====== Dataset records ======

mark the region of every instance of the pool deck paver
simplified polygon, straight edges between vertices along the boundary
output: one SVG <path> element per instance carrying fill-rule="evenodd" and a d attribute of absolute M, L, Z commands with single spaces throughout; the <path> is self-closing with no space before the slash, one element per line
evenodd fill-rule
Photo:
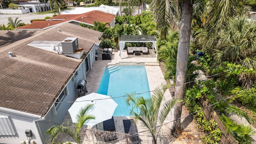
<path fill-rule="evenodd" d="M 94 62 L 92 69 L 90 70 L 86 78 L 86 80 L 87 82 L 86 88 L 88 92 L 86 94 L 86 94 L 92 92 L 97 92 L 106 66 L 108 65 L 116 64 L 120 63 L 144 63 L 149 88 L 151 91 L 154 90 L 155 88 L 160 86 L 161 83 L 166 83 L 164 76 L 159 66 L 159 63 L 157 62 L 155 57 L 155 53 L 152 50 L 150 50 L 150 53 L 148 55 L 144 55 L 144 55 L 135 56 L 134 54 L 133 55 L 128 55 L 126 52 L 124 50 L 121 53 L 121 58 L 119 56 L 118 52 L 113 52 L 111 60 L 102 60 L 102 50 L 100 54 L 98 55 L 97 60 Z M 151 93 L 152 94 L 152 92 Z M 82 92 L 80 95 L 81 95 L 81 94 L 83 94 Z M 172 98 L 171 94 L 168 90 L 166 90 L 164 96 L 166 100 Z M 172 110 L 172 111 L 173 111 L 173 110 Z M 165 122 L 168 122 L 173 120 L 173 116 L 172 116 L 173 114 L 173 112 L 170 113 L 166 119 Z M 129 116 L 114 116 L 116 132 L 124 133 L 124 129 L 122 120 L 130 118 Z M 68 120 L 71 120 L 69 113 L 68 112 L 64 122 Z M 137 122 L 136 124 L 139 132 L 145 130 L 143 128 L 142 128 L 140 126 L 141 124 Z M 84 127 L 86 128 L 87 126 L 84 126 Z M 94 126 L 93 128 L 96 128 L 96 126 Z M 88 127 L 88 128 L 90 128 L 90 127 Z M 102 122 L 97 124 L 97 128 L 99 130 L 103 130 L 103 122 Z M 145 132 L 140 133 L 139 135 L 140 138 L 141 140 L 141 144 L 147 144 L 149 142 L 150 143 L 152 141 L 152 139 L 150 137 L 146 136 L 150 136 L 148 133 Z M 71 140 L 66 139 L 68 137 L 63 136 L 60 139 L 62 142 Z M 117 142 L 115 142 L 115 143 L 119 143 Z M 86 142 L 85 142 L 84 143 L 86 143 Z"/>

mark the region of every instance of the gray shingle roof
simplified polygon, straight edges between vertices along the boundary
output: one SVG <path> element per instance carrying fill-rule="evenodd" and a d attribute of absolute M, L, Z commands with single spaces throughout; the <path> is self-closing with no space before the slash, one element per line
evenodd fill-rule
<path fill-rule="evenodd" d="M 58 28 L 62 32 L 58 32 Z M 100 43 L 98 38 L 102 33 L 69 23 L 36 33 L 0 47 L 0 107 L 42 116 L 50 104 L 40 102 L 55 100 L 82 60 L 26 44 L 34 40 L 62 41 L 75 37 L 79 48 L 88 52 L 94 43 Z M 15 56 L 9 57 L 9 51 Z"/>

======

**Exercise goal**
Can you return every line of the listing above verbatim, leaving out the pictures?

**Solution for this task**
mark the region of every instance of the pool deck paver
simplified polygon, straight edges between vertices along the boundary
output: one SVG <path> element per instance carrying fill-rule="evenodd" and a d attribute of absolute M, L, Z commands with single spaces throughout; the <path> is self-closing with no space before the slash, one element per line
evenodd fill-rule
Photo:
<path fill-rule="evenodd" d="M 94 62 L 92 69 L 90 70 L 86 78 L 86 80 L 87 82 L 86 88 L 88 92 L 86 94 L 86 94 L 92 92 L 97 92 L 106 66 L 108 65 L 116 64 L 120 63 L 144 63 L 149 88 L 151 91 L 154 90 L 155 88 L 160 86 L 161 83 L 166 83 L 164 76 L 159 66 L 159 63 L 157 62 L 155 57 L 155 53 L 152 50 L 150 50 L 150 53 L 148 55 L 144 55 L 144 55 L 135 56 L 134 54 L 133 55 L 128 55 L 126 52 L 124 50 L 121 53 L 121 58 L 119 56 L 118 52 L 113 52 L 111 60 L 102 60 L 102 50 L 100 54 L 98 55 L 97 60 Z M 151 93 L 152 94 L 152 92 Z M 82 92 L 80 95 L 81 95 L 81 94 L 83 94 Z M 172 98 L 171 94 L 168 90 L 166 90 L 164 96 L 166 100 Z M 172 110 L 172 111 L 173 111 L 173 110 Z M 165 122 L 168 122 L 173 120 L 173 116 L 172 116 L 173 114 L 173 112 L 170 113 L 166 119 Z M 129 116 L 114 116 L 116 132 L 124 133 L 124 129 L 122 120 L 130 118 Z M 68 120 L 71 120 L 69 113 L 68 112 L 64 122 Z M 137 122 L 136 124 L 139 132 L 145 130 L 143 128 L 142 128 L 140 126 L 141 124 Z M 84 127 L 86 128 L 87 126 L 84 126 Z M 94 126 L 93 128 L 96 128 L 96 126 Z M 88 127 L 88 128 L 90 128 L 90 127 Z M 102 122 L 97 124 L 97 128 L 99 130 L 103 130 L 103 122 Z M 145 132 L 140 133 L 139 135 L 140 138 L 141 140 L 141 144 L 147 144 L 149 142 L 150 143 L 152 141 L 152 139 L 150 137 L 146 136 L 150 136 L 148 133 Z M 71 140 L 66 139 L 68 137 L 63 136 L 60 139 L 62 142 Z M 117 142 L 115 142 L 115 143 L 119 143 Z M 86 142 L 85 142 L 84 143 L 86 143 Z"/>

mark the region of every instance of the gray shingle roof
simplified polygon, straight edges between vertices along the boundary
output: one SVG <path> element per instance carrying fill-rule="evenodd" and a d attribute of absolute M, L, Z commands with single spaces throughout; the <path> is self-closing with no space before the slash, one element per line
evenodd fill-rule
<path fill-rule="evenodd" d="M 58 28 L 62 32 L 58 32 Z M 100 43 L 98 38 L 102 33 L 69 23 L 36 33 L 0 47 L 0 107 L 42 116 L 50 104 L 40 102 L 55 100 L 82 60 L 26 44 L 34 40 L 62 41 L 75 37 L 79 48 L 88 52 L 94 43 Z M 15 56 L 9 57 L 9 51 Z"/>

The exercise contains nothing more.